- INSTRUCTION
Recast every line of the records below as a Markdown table with two columns, No. and Line. Number the rows in order and omit any blank lines.

Entries for pointing and labeling
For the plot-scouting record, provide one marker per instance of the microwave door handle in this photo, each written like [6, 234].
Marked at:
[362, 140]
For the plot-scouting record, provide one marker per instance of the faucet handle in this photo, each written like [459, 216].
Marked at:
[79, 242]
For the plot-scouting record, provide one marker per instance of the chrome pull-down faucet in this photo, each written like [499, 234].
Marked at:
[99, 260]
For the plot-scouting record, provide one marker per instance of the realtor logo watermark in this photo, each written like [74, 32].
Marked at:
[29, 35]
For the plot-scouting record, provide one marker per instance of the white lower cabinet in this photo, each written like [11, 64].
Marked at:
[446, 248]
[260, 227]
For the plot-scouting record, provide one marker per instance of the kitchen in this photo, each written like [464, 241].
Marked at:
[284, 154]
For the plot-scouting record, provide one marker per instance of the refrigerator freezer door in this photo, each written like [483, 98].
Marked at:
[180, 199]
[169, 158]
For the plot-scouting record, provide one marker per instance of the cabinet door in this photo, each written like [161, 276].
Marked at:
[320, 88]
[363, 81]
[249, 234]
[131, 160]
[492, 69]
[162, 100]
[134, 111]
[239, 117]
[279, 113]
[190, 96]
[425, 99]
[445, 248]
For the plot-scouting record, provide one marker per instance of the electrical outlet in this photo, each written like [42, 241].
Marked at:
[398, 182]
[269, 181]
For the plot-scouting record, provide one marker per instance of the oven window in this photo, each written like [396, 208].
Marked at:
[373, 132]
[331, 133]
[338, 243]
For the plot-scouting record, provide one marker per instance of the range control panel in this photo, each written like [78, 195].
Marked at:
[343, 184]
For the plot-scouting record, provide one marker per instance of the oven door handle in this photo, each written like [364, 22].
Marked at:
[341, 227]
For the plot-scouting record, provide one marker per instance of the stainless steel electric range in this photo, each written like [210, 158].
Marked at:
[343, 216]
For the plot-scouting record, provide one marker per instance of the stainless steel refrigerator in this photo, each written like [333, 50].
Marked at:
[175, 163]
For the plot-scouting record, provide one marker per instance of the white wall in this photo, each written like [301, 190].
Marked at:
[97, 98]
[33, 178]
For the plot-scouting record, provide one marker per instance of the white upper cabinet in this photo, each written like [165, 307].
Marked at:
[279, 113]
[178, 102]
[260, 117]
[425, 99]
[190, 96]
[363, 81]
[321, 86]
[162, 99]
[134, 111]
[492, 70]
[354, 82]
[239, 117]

- EXERCISE SOLUTION
| No. | Line |
|---|---|
| 1 | For the plot-scouting record, provide one marker per instance of the microwave door handle in this photo, each written like [6, 234]. |
| 2 | Marked at: |
| 3 | [362, 140] |
| 4 | For the plot-scouting record, provide one marker per instance of the faucet handle in this photo, each written like [459, 216]. |
| 5 | Marked at: |
| 6 | [79, 242] |
| 7 | For the plot-scouting record, provide one marker per instance of the chrome pull-down faucet in this photo, each written like [499, 234]. |
| 8 | Marked at: |
| 9 | [99, 260] |
| 10 | For the plot-scouting record, provide one marker per instance of the realtor logo watermark in this photo, each written like [74, 32]. |
| 11 | Marked at: |
| 12 | [29, 35] |
| 13 | For the plot-scouting record, provide one marker per instance of the white lower cabinet in this photo, each written like [11, 64]. |
| 14 | Marked at: |
| 15 | [446, 248] |
| 16 | [260, 227] |
| 17 | For the plot-scouting record, provide one marker per instance of the kitchen in this photo, each written like [464, 241]. |
| 18 | Marked at: |
| 19 | [284, 154] |
| 20 | For the plot-scouting record, provide one marker per instance of the refrigerator freezer door in this photo, each written like [483, 98]. |
| 21 | Marked at: |
| 22 | [180, 199] |
| 23 | [169, 158] |
| 24 | For the plot-scouting record, provide one marker per instance of the cabinet door in this photo, each written like [161, 276]. |
| 25 | Marked at: |
| 26 | [320, 88] |
| 27 | [363, 81] |
| 28 | [249, 234] |
| 29 | [131, 160] |
| 30 | [492, 69] |
| 31 | [162, 100] |
| 32 | [134, 111] |
| 33 | [239, 117] |
| 34 | [279, 113] |
| 35 | [190, 96] |
| 36 | [425, 99] |
| 37 | [445, 248] |
| 38 | For the plot-scouting record, provide one marker per instance of the electrical outlet in this photo, each written like [42, 241]. |
| 39 | Marked at: |
| 40 | [398, 182] |
| 41 | [269, 181] |
| 42 | For the plot-scouting record, provide one marker per instance of the oven window in this photo, each written like [396, 208]. |
| 43 | Marked at: |
| 44 | [373, 132] |
| 45 | [331, 133] |
| 46 | [338, 243] |
| 47 | For the plot-scouting record, provide one marker per instance of the range control panel in this photo, each written like [78, 195]. |
| 48 | Marked at: |
| 49 | [343, 184] |
| 50 | For the plot-scouting record, provide one marker per instance of the oven door handle in this photo, each written like [364, 22]. |
| 51 | Marked at: |
| 52 | [341, 227] |
| 53 | For the plot-scouting record, provide one marker per instance of the stainless steel electric range in this photo, each written like [210, 158]. |
| 54 | Marked at: |
| 55 | [343, 216] |
| 56 | For the plot-scouting record, provide one marker per instance of the stainless steel refrigerator in this photo, each written like [333, 50]. |
| 57 | Marked at: |
| 58 | [175, 163] |
| 59 | For the plot-scouting record, provide one marker per instance of the white wall in this photo, each written like [301, 190]. |
| 60 | Marked at: |
| 61 | [97, 98] |
| 62 | [33, 178] |
| 63 | For the plot-scouting record, provide one marker per instance of the white upper cabinet in this photo, each written like [165, 307]. |
| 64 | Marked at: |
| 65 | [279, 113] |
| 66 | [178, 102] |
| 67 | [260, 117] |
| 68 | [425, 99] |
| 69 | [190, 96] |
| 70 | [363, 81] |
| 71 | [321, 86] |
| 72 | [162, 99] |
| 73 | [134, 111] |
| 74 | [492, 70] |
| 75 | [354, 82] |
| 76 | [239, 117] |